任务说明:
a) 把下面玻璃切割题目里以"思路:用set记录分割的位置"开头的那一段改成简短的要点列表,主要内容都要保留。
b) 从下面玻璃切割题目停下的地方接着往下写。
#### 阅读文本
C. Glass Carving
time limit per test

2 seconds

memory limit per test

256 megabytes

input

standard input

output

standard output

Leonid wants to become a glass carver (the person who creates beautiful artworks by cutting the glass). He already has a rectangular wmm  ×  h mm
sheet of glass, a diamond glass cutter and lots of enthusiasm. What he lacks is understanding of what to carve and how.

In order not to waste time, he decided to practice the technique of carving. To do this, he makes vertical and horizontal cuts through the entire sheet. This process results in making smaller rectangular fragments of glass. Leonid does not move the newly made
glass fragments. In particular, a cut divides each fragment of glass that it goes through into smaller fragments.

After each cut Leonid tries to determine what area the largest of the currently available glass fragments has. Since there appear more and more fragments, this question takes him more and more time and distracts him from the fascinating process.

Leonid offers to divide the labor — he will cut glass, and you will calculate the area of the maximum fragment after each cut. Do you agree?

Input

The first line contains three integers w, h, n (2 ≤ w, h ≤ 200 000, 1 ≤ n ≤ 200 000).

Next n lines contain the descriptions of the cuts. Each description has the form H y or V x.
In the first case Leonid makes the horizontal cut at the distance y millimeters (1 ≤ y ≤ h - 1)
from the lower edge of the original sheet of glass. In the second case Leonid makes a vertical cut at distance x (1 ≤ x ≤ w - 1)
millimeters from the left edge of the original sheet of glass. It is guaranteed that Leonid won't make two identical cuts.

Output

After each cut print on a single line the area of the maximum available glass fragment in mm2.

Sample test(s)
input
4 3 4
H 2
V 2
V 3
V 1
output
8
4
4
2
input
7 6 5
H 4
V 3
V 5
H 2
V 1
output
28
16
12
6
4
Note

Picture for the first sample test:


Picture for the second sample test:

题意:一个w*h的玻璃,如今水平或竖直切n次(“H”表示水平切,“V”表示竖直切),每一次切后输出当前切成的块中的最大面积。

思路:用set记录分割的位置(要用两个set,分别来记录长和宽),multiset记录某一条边被切后 所得到的 小段的长度(也要两个,分别记录长和宽的)。

那么每次切后就从multiset中取出最大的长和宽,相乘即得面积。

STL set 写法

代码:

#include <iostream>
#include <cstdio>
#include <cstring>
#include <algorithm>
#include <cmath>
#include <string>
#include <map>
#include <stack>
#include <vector>
#include <set>
#include <queue>
#define FRE(i,a,b) for(i = a; i <= b; i++)
########
#### 提供材料
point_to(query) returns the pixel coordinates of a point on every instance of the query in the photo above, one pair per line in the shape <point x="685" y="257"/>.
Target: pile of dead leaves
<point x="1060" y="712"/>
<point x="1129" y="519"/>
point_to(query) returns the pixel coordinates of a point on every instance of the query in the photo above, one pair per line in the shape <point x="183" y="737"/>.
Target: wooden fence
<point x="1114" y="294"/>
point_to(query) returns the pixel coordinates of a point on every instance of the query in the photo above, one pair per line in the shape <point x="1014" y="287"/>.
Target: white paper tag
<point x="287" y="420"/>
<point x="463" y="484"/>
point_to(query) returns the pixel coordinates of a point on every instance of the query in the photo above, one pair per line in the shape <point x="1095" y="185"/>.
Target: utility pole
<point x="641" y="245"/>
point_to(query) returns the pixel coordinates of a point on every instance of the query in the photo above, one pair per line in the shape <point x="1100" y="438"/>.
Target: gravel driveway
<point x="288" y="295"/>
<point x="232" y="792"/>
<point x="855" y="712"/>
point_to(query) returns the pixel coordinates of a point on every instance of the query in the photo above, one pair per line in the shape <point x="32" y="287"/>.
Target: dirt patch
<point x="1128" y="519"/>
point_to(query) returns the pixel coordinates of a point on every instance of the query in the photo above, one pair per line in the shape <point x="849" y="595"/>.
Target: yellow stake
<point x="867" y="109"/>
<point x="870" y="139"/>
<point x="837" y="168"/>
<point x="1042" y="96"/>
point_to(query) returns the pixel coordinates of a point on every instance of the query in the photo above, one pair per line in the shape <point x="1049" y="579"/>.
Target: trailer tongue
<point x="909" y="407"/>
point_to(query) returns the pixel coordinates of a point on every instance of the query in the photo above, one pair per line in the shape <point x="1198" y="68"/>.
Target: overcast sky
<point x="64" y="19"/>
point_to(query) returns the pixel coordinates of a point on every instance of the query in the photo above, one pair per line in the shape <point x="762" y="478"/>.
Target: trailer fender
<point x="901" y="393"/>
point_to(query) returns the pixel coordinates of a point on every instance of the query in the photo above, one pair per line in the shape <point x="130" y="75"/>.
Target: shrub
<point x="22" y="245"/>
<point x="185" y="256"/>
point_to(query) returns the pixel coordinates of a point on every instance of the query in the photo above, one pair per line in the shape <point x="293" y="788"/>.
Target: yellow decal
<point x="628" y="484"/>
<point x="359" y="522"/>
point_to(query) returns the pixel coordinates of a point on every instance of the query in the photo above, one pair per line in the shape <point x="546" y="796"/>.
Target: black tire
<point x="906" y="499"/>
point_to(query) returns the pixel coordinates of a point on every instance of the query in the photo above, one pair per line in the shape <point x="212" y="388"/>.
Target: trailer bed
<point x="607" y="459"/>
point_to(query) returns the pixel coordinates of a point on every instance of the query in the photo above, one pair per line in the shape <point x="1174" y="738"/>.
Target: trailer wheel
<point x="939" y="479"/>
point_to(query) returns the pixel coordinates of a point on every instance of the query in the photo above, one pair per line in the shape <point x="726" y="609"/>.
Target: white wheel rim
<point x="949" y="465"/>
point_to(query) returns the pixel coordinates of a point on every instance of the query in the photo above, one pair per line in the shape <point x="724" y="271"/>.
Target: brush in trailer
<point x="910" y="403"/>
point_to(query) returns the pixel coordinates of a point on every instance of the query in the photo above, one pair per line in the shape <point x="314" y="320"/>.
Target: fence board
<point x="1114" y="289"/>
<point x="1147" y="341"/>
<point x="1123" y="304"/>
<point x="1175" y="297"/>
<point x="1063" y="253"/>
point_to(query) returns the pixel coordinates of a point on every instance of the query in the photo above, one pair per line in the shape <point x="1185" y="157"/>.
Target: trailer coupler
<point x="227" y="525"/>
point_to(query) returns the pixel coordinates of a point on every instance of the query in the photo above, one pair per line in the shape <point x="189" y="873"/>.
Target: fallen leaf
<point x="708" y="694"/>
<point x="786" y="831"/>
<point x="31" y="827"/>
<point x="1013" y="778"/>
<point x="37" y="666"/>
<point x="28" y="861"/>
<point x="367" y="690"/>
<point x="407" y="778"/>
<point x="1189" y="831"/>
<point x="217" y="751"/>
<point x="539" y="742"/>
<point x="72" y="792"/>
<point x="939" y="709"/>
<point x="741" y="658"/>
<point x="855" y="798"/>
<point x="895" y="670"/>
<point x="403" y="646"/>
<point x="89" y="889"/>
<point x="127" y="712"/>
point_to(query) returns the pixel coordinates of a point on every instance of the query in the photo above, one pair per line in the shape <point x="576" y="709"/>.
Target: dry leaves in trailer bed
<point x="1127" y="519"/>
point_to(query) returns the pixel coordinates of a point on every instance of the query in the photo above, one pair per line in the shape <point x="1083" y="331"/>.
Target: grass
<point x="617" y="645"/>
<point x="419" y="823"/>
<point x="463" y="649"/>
########
练习结果:
a)
- 用set记录切割的位置,需要两个,一个记长,一个记宽。
- 用multiset记录某条边被切后得到的各小段长度,也需要两个,分别对应长和宽。

b)
#define FRL(i,a,b) for(i = a; i < b; i++)
#define mem(t, v) memset ((t) , v, sizeof(t))
#define sf(n) scanf("%d", &n)
#define sff(a,b) scanf("%d %d", &a, &b)
#define sfff(a,b,c) scanf("%d %d %d", &a, &b, &c)
#define pf printf
#define DBG pf("Hi\n")
typedef __int64 ll;
using namespace std; int w,h,n;
set<int>wxs;
set<int>hxs;
multiset<int>wds;
multiset<int>hds; int main()
{
int i,j;
while (~sfff(w,h,n))
{
set<int>::iterator it,p;
char s[3];
int x;
wxs.clear();
hxs.clear();
wds.clear();
hds.clear();
wxs.insert(0); wxs.insert(w);
hxs.insert(0); hxs.insert(h);
wds.insert(w); hds.insert(h);
while (n--)
{
scanf("%s%d",s,&x);
if (s[0]=='H')
{
it=hxs.lower_bound(x);
p=it;
p--;
int dis = *it - *p;
hds.erase(hds.find(dis));//这里不能写成hds.erase(dis),在multiset里面这样写会把全部值等于dis的点删掉,这显然不符合我们的题意
hds.insert(*it-x);
hds.insert(x-*p);
hxs.insert(x);
}
else
{
it=wxs.lower_bound(x);
p=it;
p--;
int dis = *it - *p;
wds.erase(wds.find(dis));
wds.insert(*it-x);
wds.insert(x-*p);
wxs.insert(x);
}
int xx= *wds.rbegin();
int yy= *hds.rbegin();
pf("%I64d\n",(ll)xx * (ll)yy); //最后要强制转化,不然会爆int
}
}
return 0;
}

并查集写法

思路:并查集初始化。首先将玻璃所有切成1*1的小块,然后先保存下所有的操作,记录下它切了哪些位置(数组vis_w和vis_h),接着将没有被切的位置 i 连起来Union(i,i+1)。最后倒着把要切的位置连起来,这个过程中记录每次两条边的最大值,它们的乘积保存下来就是答案。

代码:

#include <iostream>
#include <cstdio>
#include <cstring>
#include <algorithm>
#include <cmath>
#include <string>
#include <map>
#include <stack>
#include <vector>
#include <set>
#include <queue>
#define maxn 200010
#define FRE(i,a,b) for(i = a; i <= b; i++)
#define FRL(i,a,b) for(i = a; i < b; i++)
#define mem(t, v) memset ((t) , v, sizeof(t))
#define sf(n) scanf("%d", &n)
#define sff(a,b) scanf("%d %d", &a, &b)
#define sfff(a,b,c) scanf("%d %d %d", &a, &b, &c)
#define pf printf
#define DBG pf("Hi\n")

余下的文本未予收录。